Would it be possible to reproduce every entry exactly, please?

# Given data
▽
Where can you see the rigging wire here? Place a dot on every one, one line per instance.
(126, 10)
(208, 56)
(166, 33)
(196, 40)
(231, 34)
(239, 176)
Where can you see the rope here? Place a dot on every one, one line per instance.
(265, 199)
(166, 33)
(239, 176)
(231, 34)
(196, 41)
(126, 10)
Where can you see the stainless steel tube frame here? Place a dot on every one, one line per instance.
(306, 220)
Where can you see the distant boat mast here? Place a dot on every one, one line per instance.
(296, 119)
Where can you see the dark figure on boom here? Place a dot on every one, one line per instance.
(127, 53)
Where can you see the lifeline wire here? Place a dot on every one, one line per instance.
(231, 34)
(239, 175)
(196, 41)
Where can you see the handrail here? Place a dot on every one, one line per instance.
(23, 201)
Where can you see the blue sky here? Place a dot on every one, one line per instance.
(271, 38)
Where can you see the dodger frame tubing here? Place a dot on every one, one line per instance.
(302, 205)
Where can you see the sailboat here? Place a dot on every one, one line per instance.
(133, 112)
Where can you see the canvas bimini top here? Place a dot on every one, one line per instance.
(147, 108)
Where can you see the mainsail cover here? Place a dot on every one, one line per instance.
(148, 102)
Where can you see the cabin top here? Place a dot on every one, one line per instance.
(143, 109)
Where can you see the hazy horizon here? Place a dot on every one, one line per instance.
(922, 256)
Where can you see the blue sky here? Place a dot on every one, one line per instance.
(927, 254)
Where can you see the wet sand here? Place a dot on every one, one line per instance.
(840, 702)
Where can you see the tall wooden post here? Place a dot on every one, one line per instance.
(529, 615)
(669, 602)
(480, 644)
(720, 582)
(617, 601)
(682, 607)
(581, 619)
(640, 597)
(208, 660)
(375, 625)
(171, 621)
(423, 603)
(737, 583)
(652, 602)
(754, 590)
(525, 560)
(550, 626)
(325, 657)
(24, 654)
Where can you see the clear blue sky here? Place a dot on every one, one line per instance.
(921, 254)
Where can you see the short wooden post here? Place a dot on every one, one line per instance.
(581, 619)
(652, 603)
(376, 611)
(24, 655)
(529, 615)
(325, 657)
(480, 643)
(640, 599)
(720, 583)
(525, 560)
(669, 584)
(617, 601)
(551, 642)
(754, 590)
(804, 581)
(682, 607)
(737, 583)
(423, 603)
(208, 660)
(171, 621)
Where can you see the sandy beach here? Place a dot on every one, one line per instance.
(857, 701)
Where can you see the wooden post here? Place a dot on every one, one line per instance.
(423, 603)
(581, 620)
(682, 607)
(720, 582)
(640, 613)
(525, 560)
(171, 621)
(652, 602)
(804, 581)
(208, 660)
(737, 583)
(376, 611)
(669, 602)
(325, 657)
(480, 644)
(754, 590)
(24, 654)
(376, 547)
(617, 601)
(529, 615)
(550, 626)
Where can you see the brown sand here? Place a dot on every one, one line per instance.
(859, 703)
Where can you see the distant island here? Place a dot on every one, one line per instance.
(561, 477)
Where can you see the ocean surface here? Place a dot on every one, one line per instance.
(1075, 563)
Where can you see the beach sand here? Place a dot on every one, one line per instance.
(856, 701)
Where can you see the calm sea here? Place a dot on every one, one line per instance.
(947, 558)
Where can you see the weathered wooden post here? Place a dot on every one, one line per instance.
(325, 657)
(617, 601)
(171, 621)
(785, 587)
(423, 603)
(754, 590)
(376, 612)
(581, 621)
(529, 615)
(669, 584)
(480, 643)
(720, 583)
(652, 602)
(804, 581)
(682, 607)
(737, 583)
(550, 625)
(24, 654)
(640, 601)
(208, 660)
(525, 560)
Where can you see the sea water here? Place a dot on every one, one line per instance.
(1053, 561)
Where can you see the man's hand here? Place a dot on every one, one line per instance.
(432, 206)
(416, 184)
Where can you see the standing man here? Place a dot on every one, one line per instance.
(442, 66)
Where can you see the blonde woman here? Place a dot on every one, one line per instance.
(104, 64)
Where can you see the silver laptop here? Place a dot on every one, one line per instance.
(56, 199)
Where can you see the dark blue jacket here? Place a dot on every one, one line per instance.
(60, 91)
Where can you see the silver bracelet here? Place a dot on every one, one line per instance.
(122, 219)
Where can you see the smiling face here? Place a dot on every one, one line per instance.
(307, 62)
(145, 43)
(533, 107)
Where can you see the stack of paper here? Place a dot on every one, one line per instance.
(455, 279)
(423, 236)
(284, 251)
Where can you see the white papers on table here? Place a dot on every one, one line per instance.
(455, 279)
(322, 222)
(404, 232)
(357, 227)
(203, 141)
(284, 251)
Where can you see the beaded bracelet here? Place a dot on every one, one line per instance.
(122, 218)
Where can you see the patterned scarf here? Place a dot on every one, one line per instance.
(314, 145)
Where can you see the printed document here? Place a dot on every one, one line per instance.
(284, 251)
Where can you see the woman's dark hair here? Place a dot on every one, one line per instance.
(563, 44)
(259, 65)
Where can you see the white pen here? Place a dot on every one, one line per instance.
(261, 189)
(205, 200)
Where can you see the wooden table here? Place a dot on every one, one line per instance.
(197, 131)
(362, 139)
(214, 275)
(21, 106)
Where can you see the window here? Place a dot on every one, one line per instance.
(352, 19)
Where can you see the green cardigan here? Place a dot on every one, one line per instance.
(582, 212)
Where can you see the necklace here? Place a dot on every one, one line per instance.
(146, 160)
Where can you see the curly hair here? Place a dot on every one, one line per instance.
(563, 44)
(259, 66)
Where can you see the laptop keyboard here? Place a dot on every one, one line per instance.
△
# Output for this exercise
Where can you see the rigging wire here? Place a dot on every one, one line per instance.
(126, 10)
(208, 56)
(166, 33)
(196, 40)
(231, 34)
(239, 176)
Where can you see the rope here? Place a dot on every one, one line per instance.
(265, 199)
(166, 33)
(239, 176)
(231, 34)
(196, 41)
(126, 10)
Where can you see the stainless steel tube frame here? Place a dot on every one, one line per instance.
(306, 220)
Where can you see the distant boat mast here? Place a dot on every one, one line per instance.
(296, 119)
Where can you see the dark figure on boom here? Place a dot on every one, one line per instance.
(127, 53)
Where can you see the lifeline wire here? Place a dot on every one, one line per instance.
(231, 34)
(239, 175)
(196, 41)
Where can you see the handrail here? Place a dot on every one, one line per instance.
(23, 201)
Where can you see the blue sky here? Place a dot on every one, one line per instance.
(271, 38)
Where can you see the dodger frame tubing here? Place a dot on every one, one line per instance.
(302, 205)
Where can you see the sailboat here? Place a dot on every one, one line per instance.
(133, 112)
Where can you see the canvas bimini top here? Place a dot on every one, one line per instance.
(147, 108)
Where can you see the mainsail cover here? Place a dot on every one, one line per instance.
(148, 102)
Where can you see the cabin top here? Place a dot on every one, one line per instance.
(143, 109)
Where can you see the hazy horizon here? Place a dot on every one, one line per instance.
(922, 256)
Where can you see the blue sky here? Place a dot on every one, one line per instance.
(927, 254)
Where can you see the wet sand here? Place a dot on every one, one line per instance.
(840, 702)
Where can you see the tall wooden post here? Place a dot on every one, one line per instance.
(529, 615)
(669, 602)
(480, 644)
(720, 582)
(617, 601)
(682, 607)
(581, 619)
(640, 597)
(208, 660)
(375, 625)
(171, 621)
(423, 603)
(737, 583)
(652, 602)
(754, 590)
(525, 560)
(550, 626)
(325, 657)
(24, 654)
Where can you see the clear blue sky here? Place a dot on every one, one line per instance.
(921, 254)
Where can you see the short wooden post here? Place a dot on every one, one line per instance.
(581, 619)
(652, 603)
(376, 611)
(24, 655)
(529, 615)
(325, 657)
(480, 643)
(640, 599)
(720, 583)
(525, 560)
(669, 584)
(617, 601)
(551, 642)
(754, 590)
(804, 581)
(682, 607)
(737, 583)
(423, 603)
(208, 660)
(171, 621)
Where can you see the sandy beach here? Place a dot on every one, one line per instance.
(857, 701)
Where can you see the wooden post here? Place a dot on every one, one line per instance.
(423, 603)
(581, 620)
(682, 607)
(720, 582)
(640, 613)
(525, 560)
(171, 621)
(652, 602)
(804, 581)
(208, 660)
(737, 583)
(376, 611)
(669, 602)
(325, 657)
(480, 644)
(754, 590)
(24, 654)
(376, 547)
(617, 601)
(529, 615)
(550, 626)
Where can you see the brown sand here? Place a dot on every one, one line per instance.
(859, 703)
Where can you see the distant island here? Place a dot on every one, one line per instance.
(561, 477)
Where can you see the ocean surface here? Place a dot on every one, one line per instance.
(1075, 563)
Where can you see the beach sand here? Place a dot on every one, one line per instance.
(856, 701)
Where can you see the calm sea here? Place a dot on every one, one line per instance.
(947, 558)
Where can you see the weathered wooden post here? Place a dot on every one, one line per instance.
(325, 657)
(617, 601)
(171, 621)
(785, 587)
(423, 603)
(754, 590)
(376, 612)
(581, 621)
(529, 615)
(669, 584)
(480, 643)
(720, 583)
(652, 602)
(804, 581)
(682, 607)
(737, 583)
(550, 625)
(24, 654)
(640, 601)
(208, 660)
(525, 560)
Where can you see the sea water here? Place a dot on every one, one line per instance.
(1053, 561)
Where can you see the man's hand here? Place a dot on every one, one line per instance.
(432, 206)
(416, 184)
Where can you see the standing man here? Place a dot on every one, one line per instance.
(442, 66)
Where can you see the blonde woman here? Place a dot on every one, one line per instance.
(104, 64)
Where can you see the silver laptop here? Place a dot on every one, one line per instance.
(56, 199)
Where can you see the dark blue jacket here? Place a dot on every one, one line per instance.
(60, 91)
Where can you see the silver bracelet here? Place a dot on every one, one line per instance.
(122, 219)
Where can you see the smiling face here? Place a dot on every one, one line per instance.
(307, 62)
(145, 43)
(533, 107)
Where can you see the stack of paper here? Place a dot on every one, one line per instance.
(455, 279)
(423, 236)
(284, 251)
Where can you see the white papers on table here? Place a dot on every one, one line per instance.
(455, 279)
(322, 222)
(404, 232)
(357, 227)
(203, 141)
(284, 251)
Where can you see the beaded bracelet here? Place a dot on every one, one line per instance.
(122, 218)
Where can you see the patterned scarf here? Place a dot on every one, one line per instance.
(314, 145)
Where can you see the printed document here? Place a dot on every one, one line per instance.
(284, 251)
Where can you see the woman's dark hair here? Place a dot on every one, one line per instance.
(563, 44)
(259, 65)
Where can you see the white pen here? Place a dot on every one, one line per instance.
(261, 189)
(205, 200)
Where can you see the wooden table here? Place a dot on every one, one line per instance.
(197, 131)
(362, 139)
(214, 275)
(21, 106)
Where can you see the window here? Place a dot on every one, one line per instance.
(352, 19)
Where can you see the green cardigan here? Place a dot on every one, one line per instance.
(582, 212)
Where can you see the necklace here? Place a dot on every one, one line per instance.
(146, 160)
Where can you see the curly hair here? Place a dot on every one, one line per instance.
(563, 44)
(259, 66)
Where can you see the laptop keyboard here? Place a dot on every one, one line per instance.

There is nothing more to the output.